Passage shown:
Several nutritional indices (eg, Prognostic Nutritional Index (PNI), Geriatric Nutritional Risk Index (GNRI) and controlling nutritional status (CONUT)) have been reported to be useful to assess in patients with heart failure (HF). However, the relationship between these nutritional indices and other factors (eg, inflammatory markers, renal function, haemoglobin, cardiac function and exercise capacity) remains unclear. In addition, it remains unclear which index is more useful for estimating prognosis in patients with HF.
What does this study add?
Over 20% of hospitalised patients with HF have moderate-to-severe malnutrition determined by PNI, GNRI and CONUT score. Patients with HF being malnourished had higher mortality accompanied by higher levels of B-type natriuretic peptide, troponin I, C reactive protein, tumour necrosis factor-α, adiponectin, right-sided volume and pressure overload and impaired exercise capacity, but not with systolic function of the left and right ventricles. In addition, PNI and GNRI were superior to CONUT score in predicting mortality in patients with HF.

Entries shown:
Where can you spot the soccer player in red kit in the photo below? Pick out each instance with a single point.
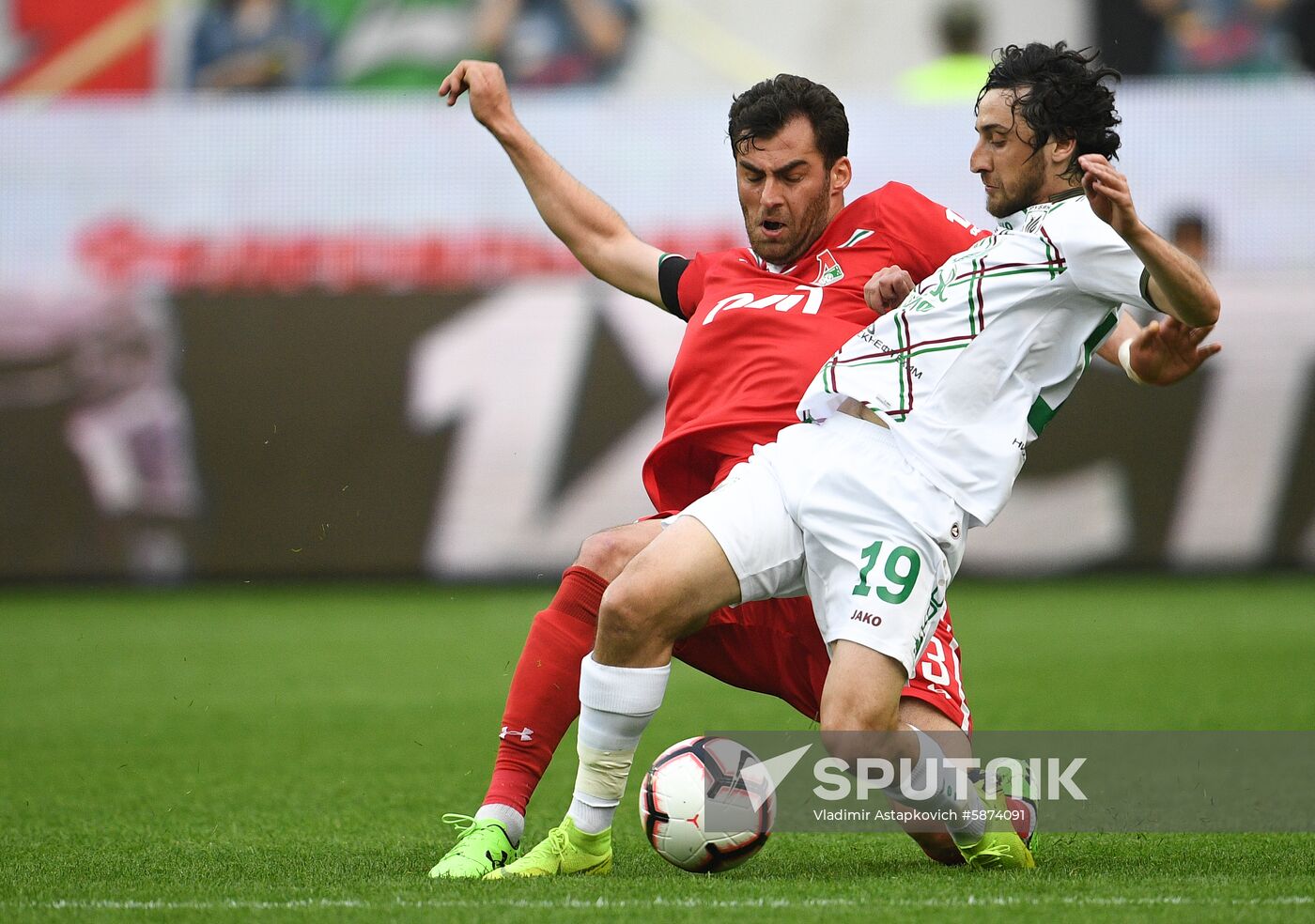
(762, 319)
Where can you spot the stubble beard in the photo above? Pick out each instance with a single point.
(1028, 193)
(814, 221)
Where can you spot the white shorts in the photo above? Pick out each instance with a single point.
(835, 510)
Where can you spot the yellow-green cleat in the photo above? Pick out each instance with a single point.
(999, 847)
(482, 848)
(565, 851)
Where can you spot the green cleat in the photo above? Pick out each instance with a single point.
(565, 852)
(999, 847)
(482, 848)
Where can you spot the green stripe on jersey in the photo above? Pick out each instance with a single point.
(1041, 414)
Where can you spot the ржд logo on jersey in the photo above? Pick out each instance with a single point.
(779, 301)
(828, 270)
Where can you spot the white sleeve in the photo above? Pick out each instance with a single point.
(1102, 265)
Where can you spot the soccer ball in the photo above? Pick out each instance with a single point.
(684, 782)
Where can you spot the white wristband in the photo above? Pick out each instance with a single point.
(1126, 362)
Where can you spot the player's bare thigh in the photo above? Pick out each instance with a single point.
(608, 552)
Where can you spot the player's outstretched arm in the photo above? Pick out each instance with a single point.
(1159, 354)
(592, 229)
(1179, 285)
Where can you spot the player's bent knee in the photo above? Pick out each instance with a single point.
(855, 727)
(607, 553)
(630, 617)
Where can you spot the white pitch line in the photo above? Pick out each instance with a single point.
(604, 903)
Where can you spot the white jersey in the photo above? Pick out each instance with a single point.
(980, 357)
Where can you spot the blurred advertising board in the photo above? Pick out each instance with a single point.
(322, 335)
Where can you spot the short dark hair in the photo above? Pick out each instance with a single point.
(1060, 96)
(765, 108)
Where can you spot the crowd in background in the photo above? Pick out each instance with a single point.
(246, 45)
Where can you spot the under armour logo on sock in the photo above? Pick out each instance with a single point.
(525, 733)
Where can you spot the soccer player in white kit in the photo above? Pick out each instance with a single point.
(942, 396)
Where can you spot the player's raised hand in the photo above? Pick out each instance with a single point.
(1168, 351)
(1107, 192)
(887, 289)
(490, 101)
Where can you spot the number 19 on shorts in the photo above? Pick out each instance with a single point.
(896, 576)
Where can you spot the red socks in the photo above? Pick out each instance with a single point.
(545, 696)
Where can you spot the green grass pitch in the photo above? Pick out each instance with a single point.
(283, 753)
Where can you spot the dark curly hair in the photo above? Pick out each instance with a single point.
(1060, 96)
(765, 108)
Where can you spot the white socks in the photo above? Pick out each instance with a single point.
(512, 821)
(615, 704)
(942, 798)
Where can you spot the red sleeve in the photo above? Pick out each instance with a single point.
(922, 233)
(690, 289)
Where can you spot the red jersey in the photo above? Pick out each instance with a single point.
(756, 337)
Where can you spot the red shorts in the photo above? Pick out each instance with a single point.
(773, 647)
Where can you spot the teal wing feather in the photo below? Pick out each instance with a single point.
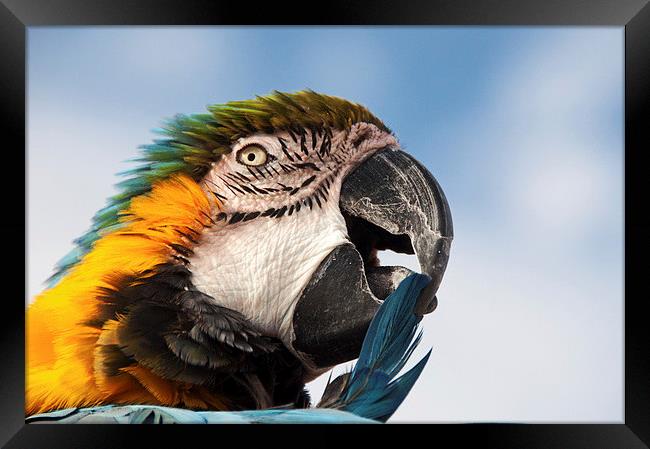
(182, 151)
(371, 392)
(372, 389)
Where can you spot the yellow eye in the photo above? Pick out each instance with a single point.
(252, 155)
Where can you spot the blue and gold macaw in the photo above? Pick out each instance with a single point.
(238, 262)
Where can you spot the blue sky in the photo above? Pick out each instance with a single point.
(522, 127)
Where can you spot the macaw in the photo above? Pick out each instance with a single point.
(239, 262)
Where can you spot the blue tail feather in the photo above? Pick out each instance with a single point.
(371, 394)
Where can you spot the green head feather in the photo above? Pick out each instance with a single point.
(192, 143)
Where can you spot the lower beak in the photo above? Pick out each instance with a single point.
(391, 202)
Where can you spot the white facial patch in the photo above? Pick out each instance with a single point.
(259, 268)
(276, 222)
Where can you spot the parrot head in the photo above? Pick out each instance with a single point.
(302, 191)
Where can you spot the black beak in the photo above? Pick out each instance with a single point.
(389, 202)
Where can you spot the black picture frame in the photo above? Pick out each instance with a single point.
(634, 15)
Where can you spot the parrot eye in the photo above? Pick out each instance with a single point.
(252, 155)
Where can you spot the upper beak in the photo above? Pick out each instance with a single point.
(391, 202)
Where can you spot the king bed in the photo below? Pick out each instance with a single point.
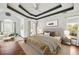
(41, 45)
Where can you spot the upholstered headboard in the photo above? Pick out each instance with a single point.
(54, 31)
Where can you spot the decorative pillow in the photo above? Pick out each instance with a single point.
(38, 43)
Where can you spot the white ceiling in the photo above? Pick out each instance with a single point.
(41, 7)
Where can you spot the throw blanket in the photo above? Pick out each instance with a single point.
(43, 44)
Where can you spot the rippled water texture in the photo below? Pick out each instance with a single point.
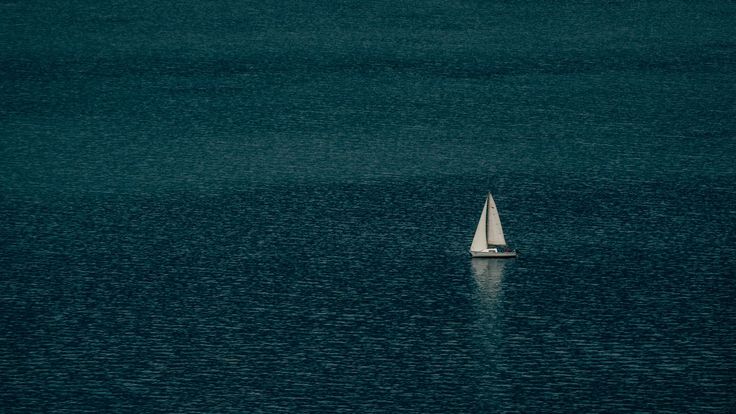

Study questions:
#1 In the heart failure nutrition text, what factors are listed in the parentheses after "other factors"?
#2 Write the next part of the heart failure nutrition text, picking up after its last sentence.
The records have nothing to do with the heart failure nutrition text.

Responses to the exercise:
#1
- inflammatory markers
- renal function
- haemoglobin
- cardiac function
- exercise capacity

#2
How might this impact on clinical practice?
Nutritional indices is useful to predict prognosis in patients with HF.
Heart failure (HF) is a major cause of death among the elderly in many countries and has become a significant public health problem.1 2 HF causes low nutritional intake due to intestinal oedema and anorexia, absorption disorder and increases resting metabolic rate, large energy and nutrient demand of human heart3 and leads to malnutrition. In turn, malnutrition leads to exacerbation of fluid retention, inflammation, neurohormonal activation4 and as a result is associated with adverse prognosis in patients with HF.3 Although body mass index (BMI) is a well-known assessment tool of nutritional status and is associated with prognosis in patients with HF,5 it does not necessarily indicate precise nutritional status due to fluid retention caused by HF.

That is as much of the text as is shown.